## Begin Material for this exercise

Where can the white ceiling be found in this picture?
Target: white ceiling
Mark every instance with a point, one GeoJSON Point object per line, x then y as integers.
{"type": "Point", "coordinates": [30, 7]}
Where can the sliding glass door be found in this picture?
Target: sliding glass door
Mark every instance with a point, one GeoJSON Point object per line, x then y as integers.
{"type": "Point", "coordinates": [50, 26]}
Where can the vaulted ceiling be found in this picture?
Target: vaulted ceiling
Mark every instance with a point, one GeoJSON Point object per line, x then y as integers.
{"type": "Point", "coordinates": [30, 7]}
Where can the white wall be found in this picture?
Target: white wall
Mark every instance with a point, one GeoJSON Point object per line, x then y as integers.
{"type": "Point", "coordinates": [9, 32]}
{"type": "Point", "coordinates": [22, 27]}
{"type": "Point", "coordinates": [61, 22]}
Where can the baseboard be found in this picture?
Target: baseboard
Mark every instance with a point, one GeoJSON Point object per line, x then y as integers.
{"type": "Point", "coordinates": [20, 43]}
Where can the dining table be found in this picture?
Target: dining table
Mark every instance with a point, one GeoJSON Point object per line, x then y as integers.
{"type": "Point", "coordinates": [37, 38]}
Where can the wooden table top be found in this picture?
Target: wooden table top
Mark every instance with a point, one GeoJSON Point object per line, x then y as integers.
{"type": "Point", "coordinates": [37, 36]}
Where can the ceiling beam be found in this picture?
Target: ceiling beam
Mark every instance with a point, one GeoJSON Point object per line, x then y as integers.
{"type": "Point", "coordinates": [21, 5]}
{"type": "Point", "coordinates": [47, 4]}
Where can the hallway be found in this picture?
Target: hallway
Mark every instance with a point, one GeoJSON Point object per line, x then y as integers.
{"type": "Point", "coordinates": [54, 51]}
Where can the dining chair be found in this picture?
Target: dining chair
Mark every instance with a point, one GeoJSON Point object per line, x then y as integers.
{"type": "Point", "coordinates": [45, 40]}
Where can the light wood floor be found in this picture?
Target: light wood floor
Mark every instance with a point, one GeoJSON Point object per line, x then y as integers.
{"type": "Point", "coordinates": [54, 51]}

## End Material for this exercise

--- Directions for this task ---
Reproduce the items starting at the line containing "Where can the wooden" and ending at the last line, keeping every line in place. Add -141 to each x and y coordinate in the answers.

--- Output for this exercise ---
Where can the wooden table top be found in this picture?
Target: wooden table top
Mark every instance with a point, one GeoJSON Point object per line, x then y as integers.
{"type": "Point", "coordinates": [-104, -105]}
Where can the ceiling beam be found in this picture?
Target: ceiling beam
Mark every instance with a point, one GeoJSON Point object per line, x then y as integers.
{"type": "Point", "coordinates": [-120, -136]}
{"type": "Point", "coordinates": [-94, -137]}
Where can the hallway be found in this picture?
Target: hallway
Mark every instance with a point, one GeoJSON Point object per line, x then y as integers.
{"type": "Point", "coordinates": [-87, -90]}
Where can the dining chair be found in this picture?
Target: dining chair
Mark every instance with a point, one GeoJSON Point object per line, x then y as integers.
{"type": "Point", "coordinates": [-96, -101]}
Where can the light wood floor be found in this picture?
Target: light wood floor
Mark every instance with a point, one GeoJSON Point object per line, x then y as integers.
{"type": "Point", "coordinates": [-87, -90]}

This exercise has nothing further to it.